▶ [Objective] Lay out as a numbered list every line from the one containing "of the window." through the last line of the entries, including both of those lines. Leave out any blank lines.

▶ [Extracted records]
#####

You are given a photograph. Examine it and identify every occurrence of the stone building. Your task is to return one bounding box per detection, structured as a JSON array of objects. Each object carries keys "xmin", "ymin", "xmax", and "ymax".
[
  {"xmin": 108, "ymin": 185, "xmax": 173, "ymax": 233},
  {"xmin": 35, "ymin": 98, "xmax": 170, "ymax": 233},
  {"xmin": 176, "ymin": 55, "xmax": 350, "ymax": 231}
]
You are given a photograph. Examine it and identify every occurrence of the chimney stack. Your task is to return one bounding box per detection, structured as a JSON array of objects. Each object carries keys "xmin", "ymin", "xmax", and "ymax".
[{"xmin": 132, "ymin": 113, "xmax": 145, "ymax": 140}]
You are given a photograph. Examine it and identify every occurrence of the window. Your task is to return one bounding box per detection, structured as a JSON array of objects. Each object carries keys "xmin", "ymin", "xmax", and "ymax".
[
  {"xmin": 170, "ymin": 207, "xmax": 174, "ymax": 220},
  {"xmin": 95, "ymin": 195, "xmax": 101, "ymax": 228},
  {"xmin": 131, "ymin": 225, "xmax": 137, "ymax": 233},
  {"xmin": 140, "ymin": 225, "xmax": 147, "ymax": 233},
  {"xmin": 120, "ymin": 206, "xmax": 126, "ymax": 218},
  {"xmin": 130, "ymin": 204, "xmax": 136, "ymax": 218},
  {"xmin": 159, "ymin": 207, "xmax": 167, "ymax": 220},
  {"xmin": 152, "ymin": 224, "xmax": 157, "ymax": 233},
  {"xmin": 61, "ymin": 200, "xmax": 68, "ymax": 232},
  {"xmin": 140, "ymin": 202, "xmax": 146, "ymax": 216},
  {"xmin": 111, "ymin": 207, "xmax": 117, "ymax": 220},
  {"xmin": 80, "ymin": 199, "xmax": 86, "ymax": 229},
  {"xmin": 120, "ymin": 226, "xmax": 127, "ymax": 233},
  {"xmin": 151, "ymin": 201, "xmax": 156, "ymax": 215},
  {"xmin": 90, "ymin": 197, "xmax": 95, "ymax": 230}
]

#####

▶ [Exercise response]
1. You are given a photograph. Examine it and identify every occurrence of the window. Your task is to return one bounding box per detection, structured as a JSON array of objects. Each object carries keys "xmin", "ymin", "xmax", and "ymax".
2. [
3.   {"xmin": 170, "ymin": 207, "xmax": 174, "ymax": 220},
4.   {"xmin": 95, "ymin": 195, "xmax": 101, "ymax": 228},
5.   {"xmin": 131, "ymin": 225, "xmax": 137, "ymax": 233},
6.   {"xmin": 140, "ymin": 225, "xmax": 147, "ymax": 233},
7.   {"xmin": 120, "ymin": 206, "xmax": 126, "ymax": 218},
8.   {"xmin": 130, "ymin": 204, "xmax": 136, "ymax": 218},
9.   {"xmin": 159, "ymin": 207, "xmax": 167, "ymax": 220},
10.   {"xmin": 152, "ymin": 224, "xmax": 157, "ymax": 233},
11.   {"xmin": 61, "ymin": 200, "xmax": 68, "ymax": 232},
12.   {"xmin": 140, "ymin": 202, "xmax": 146, "ymax": 216},
13.   {"xmin": 111, "ymin": 207, "xmax": 117, "ymax": 220},
14.   {"xmin": 80, "ymin": 199, "xmax": 86, "ymax": 229},
15.   {"xmin": 120, "ymin": 226, "xmax": 127, "ymax": 233},
16.   {"xmin": 151, "ymin": 201, "xmax": 156, "ymax": 215},
17.   {"xmin": 90, "ymin": 197, "xmax": 95, "ymax": 230}
18. ]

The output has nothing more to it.